··· PROVIDED DATA
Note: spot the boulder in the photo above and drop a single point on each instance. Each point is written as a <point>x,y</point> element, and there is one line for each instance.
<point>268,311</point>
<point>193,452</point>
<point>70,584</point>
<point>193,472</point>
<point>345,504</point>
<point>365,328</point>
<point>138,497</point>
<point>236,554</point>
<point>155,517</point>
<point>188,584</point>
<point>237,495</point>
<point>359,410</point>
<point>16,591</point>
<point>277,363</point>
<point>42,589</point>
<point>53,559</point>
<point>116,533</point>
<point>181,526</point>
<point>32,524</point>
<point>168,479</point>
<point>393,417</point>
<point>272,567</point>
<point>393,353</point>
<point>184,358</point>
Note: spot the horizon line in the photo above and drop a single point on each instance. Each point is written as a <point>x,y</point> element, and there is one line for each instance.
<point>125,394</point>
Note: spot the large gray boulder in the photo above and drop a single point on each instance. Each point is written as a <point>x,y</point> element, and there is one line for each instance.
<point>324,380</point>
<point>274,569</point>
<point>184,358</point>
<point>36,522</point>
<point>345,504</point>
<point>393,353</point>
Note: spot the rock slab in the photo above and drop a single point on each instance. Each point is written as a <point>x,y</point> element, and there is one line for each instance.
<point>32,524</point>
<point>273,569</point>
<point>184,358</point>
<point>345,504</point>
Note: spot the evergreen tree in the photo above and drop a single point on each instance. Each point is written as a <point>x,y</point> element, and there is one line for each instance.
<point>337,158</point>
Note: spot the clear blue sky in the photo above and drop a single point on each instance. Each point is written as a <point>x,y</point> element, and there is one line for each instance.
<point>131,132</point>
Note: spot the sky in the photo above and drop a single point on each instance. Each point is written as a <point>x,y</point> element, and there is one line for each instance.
······
• _WORK INSTRUCTION_:
Every record above is to be restated exactly as it reads.

• _WRITTEN ANSWER_:
Note: spot the boulder in the photo above and drop a single point on each instance. Each point is written as a <point>x,y</point> element, and there is one line for each instance.
<point>268,311</point>
<point>193,452</point>
<point>70,584</point>
<point>193,472</point>
<point>345,504</point>
<point>365,328</point>
<point>138,497</point>
<point>236,554</point>
<point>155,517</point>
<point>188,584</point>
<point>237,495</point>
<point>359,410</point>
<point>16,591</point>
<point>277,363</point>
<point>42,589</point>
<point>53,559</point>
<point>116,533</point>
<point>181,526</point>
<point>32,524</point>
<point>168,479</point>
<point>393,417</point>
<point>272,567</point>
<point>393,353</point>
<point>184,358</point>
Note: spot the horizon line in the photo above and drop a single point on each instance. Each point is written as a <point>x,y</point> element, and there is one line for each instance.
<point>125,394</point>
Note: spot the large gray boulder in the photo above and drop a single point on each instance. Each point is written as a <point>x,y</point> element, and there is one line for each instance.
<point>324,380</point>
<point>274,569</point>
<point>184,358</point>
<point>36,522</point>
<point>345,504</point>
<point>393,353</point>
Note: spot the rock slab in the photo above and drop a single point on each instance. Each point is written as a <point>x,y</point> element, and there is one line for each instance.
<point>32,524</point>
<point>273,569</point>
<point>184,358</point>
<point>345,504</point>
Note: spot the evergreen tree in the photo above and drop a single point on each instance. Each point is written as a <point>x,y</point> element, and there is one line for each instance.
<point>337,158</point>
Note: spot the clear blue sky in the photo above and drop a single point on each instance. Each point is written as a <point>x,y</point> element, and there is one line for each instance.
<point>131,132</point>
Note: spot the sky in the photo above and drop a single point on each instance. Each point is written as a <point>x,y</point> element, and there is one line for each instance.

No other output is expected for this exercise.